= ACTION ITEM =
Translate into Spanish this sentence from the article below on Fiona Woolf's talk: "On November 27th, former Lord Mayor of London Fiona Woolf visited the Initiative on Cities to discuss her efforts on sustainability and innovation within London's electricity industry."

= DOCUMENT PASSAGE =
Former Lord Mayor of London Fiona Woolf Speaks at IOC

Dame Fiona Woolf
Dame Fiona Woolf

On November 27th, former Lord Mayor of London Fiona Woolf visited the Initiative on Cities to discuss her efforts on sustainability and innovation within London’s electricity industry.

Woolf began to speak on a Lord mayor’s numerous responsibilities, one being a “champion of the city brand” to creating opportunities within the city. Though, measuring cities can be a challenge, which creates discrepancies between data and real life planning. Furthermore, waiting for approvals for urban infrastructure “takes forever, especially if there are national agencies or a government that’s involved,” said Woolf.

Since municipalities operate closer to the communities they work in, they often do a better job at financing than national agencies. Woolf also acknowledged that London could learn from Boston’s habit of creating mutually beneficial private partnerships for new projects, saying “we have got an extraordinary amount of innovation that we’ve never seen before, which is focused on collaboration as opposed to competition.” In regards to patient capital, Woolf encouraged sustainability efforts and clarification of the specific spending points.

= RECORDED INFORMATION =
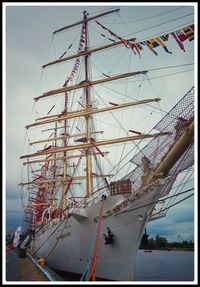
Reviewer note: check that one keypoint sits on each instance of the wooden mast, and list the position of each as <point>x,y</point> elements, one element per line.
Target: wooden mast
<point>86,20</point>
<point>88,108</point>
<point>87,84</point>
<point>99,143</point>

==

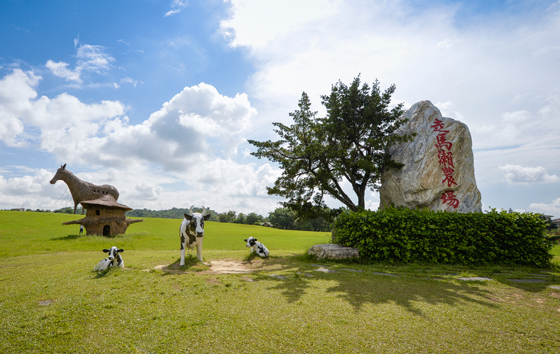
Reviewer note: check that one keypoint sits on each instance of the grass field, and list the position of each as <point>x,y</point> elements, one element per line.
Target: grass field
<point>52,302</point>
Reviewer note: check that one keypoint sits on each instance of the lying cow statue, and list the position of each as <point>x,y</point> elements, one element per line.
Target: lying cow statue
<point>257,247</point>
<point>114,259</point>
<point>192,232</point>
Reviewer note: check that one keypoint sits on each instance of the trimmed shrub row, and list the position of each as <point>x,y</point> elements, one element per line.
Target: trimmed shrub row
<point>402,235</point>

...

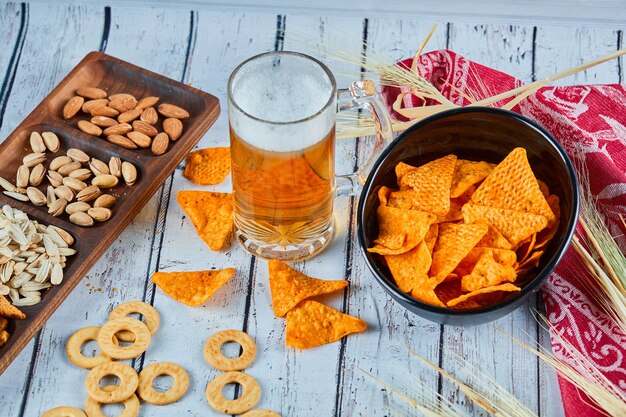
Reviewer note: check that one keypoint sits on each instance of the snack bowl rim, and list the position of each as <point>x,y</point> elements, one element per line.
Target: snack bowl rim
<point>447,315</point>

= SOLUTION BELOW =
El 27 de noviembre, la ex lord alcaldesa de Londres Fiona Woolf visitó la Initiative on Cities para hablar de sus esfuerzos en materia de sostenibilidad e innovación dentro de la industria eléctrica de Londres.